When Anna Dimond started her business with her sister Eran in 1996, the young women didn’t think twice about the challenges that lay ahead of them.
“We didn’t stop to think about it,” says Dimond. “If you think about the challenges and pitfalls of starting a business, you’d never do it.”
And Dimond certainly has gone through some challenges to grow Palas into the successful jewellery company that recently came in at number 49 in this year’s Smart50 list of fastest growing companies.
She lost her sister Eran suddenly in 2007, hit some rough financial times the same year and was faced with the enormous task of completely rebranding the company on her own.
But for somebody who doesn’t “do anything by half measures”, Dimond has turned Palas’ fortunes around and set the company on an impressive growth trajectory.
Over the last three years the company has grown by 47.09% to reach an annual turnover of more than $2 million.
She sat down with Women’s Agenda sister publication SmartCompany to talk about healthy eating, the importance of mentors and why you’ll never find her sitting on the couch.
Dimond wakes daily at 6.30am and gets her two daughters – Coco, 6, and Lola, 12 – ready for school.
After dropping the girls off, Dimond tries to get down to Good and Grains – a fresh food store in the Adelaide markets.
“I have a beetroot, carrot and kale smoothie,” says Dimond, who began a health kick a year and a half ago.
“They also make these chia seeds balls and bars, so I get one of them and a veggie salad for lunch.”
Despite being the head designer, Dimond doesn’t spend much of her time designing jewellery since she “put the CEO hat on” a few years ago.

[Dataset rows showing where objects appear]
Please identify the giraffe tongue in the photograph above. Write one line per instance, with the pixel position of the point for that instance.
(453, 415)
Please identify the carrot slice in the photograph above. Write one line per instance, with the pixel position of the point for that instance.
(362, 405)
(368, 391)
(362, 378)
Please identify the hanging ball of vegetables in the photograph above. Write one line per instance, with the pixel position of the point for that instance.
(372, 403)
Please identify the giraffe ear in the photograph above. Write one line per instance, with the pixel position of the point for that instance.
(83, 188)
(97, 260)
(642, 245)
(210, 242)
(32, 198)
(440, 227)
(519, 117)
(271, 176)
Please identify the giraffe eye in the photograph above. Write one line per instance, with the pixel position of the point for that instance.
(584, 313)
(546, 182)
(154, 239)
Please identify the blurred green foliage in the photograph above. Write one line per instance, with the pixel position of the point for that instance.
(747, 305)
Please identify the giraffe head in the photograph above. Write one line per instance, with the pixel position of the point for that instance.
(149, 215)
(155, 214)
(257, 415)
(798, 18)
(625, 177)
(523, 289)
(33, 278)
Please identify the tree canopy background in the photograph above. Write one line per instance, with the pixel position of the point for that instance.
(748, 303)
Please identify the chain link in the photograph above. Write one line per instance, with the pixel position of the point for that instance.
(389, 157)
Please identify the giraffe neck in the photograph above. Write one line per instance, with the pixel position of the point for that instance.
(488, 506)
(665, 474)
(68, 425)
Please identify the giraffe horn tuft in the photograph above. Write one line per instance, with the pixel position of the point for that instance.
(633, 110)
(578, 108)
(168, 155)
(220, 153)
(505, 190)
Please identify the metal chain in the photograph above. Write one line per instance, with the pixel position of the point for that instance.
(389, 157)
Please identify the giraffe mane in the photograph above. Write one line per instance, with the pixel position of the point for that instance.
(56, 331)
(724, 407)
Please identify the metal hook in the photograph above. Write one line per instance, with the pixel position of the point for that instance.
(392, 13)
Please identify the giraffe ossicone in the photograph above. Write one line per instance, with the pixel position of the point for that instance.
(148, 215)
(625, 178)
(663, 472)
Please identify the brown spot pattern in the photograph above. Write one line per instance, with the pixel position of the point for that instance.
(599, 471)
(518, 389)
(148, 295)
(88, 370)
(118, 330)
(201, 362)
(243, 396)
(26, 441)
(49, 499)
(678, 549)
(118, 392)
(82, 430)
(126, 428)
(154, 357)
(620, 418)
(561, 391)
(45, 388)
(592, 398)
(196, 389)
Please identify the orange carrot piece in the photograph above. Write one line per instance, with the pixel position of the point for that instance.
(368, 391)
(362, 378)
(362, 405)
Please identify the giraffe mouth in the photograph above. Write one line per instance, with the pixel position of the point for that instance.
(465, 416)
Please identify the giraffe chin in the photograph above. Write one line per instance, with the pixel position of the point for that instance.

### GOAL OF THE EXERCISE
Quote the article above about Palas cofounder Anna Dimond from "After dropping the" up to and including "few years ago.".

### WORKED SOLUTION
After dropping the girls off, Dimond tries to get down to Good and Grains – a fresh food store in the Adelaide markets.
“I have a beetroot, carrot and kale smoothie,” says Dimond, who began a health kick a year and a half ago.
“They also make these chia seeds balls and bars, so I get one of them and a veggie salad for lunch.”
Despite being the head designer, Dimond doesn’t spend much of her time designing jewellery since she “put the CEO hat on” a few years ago.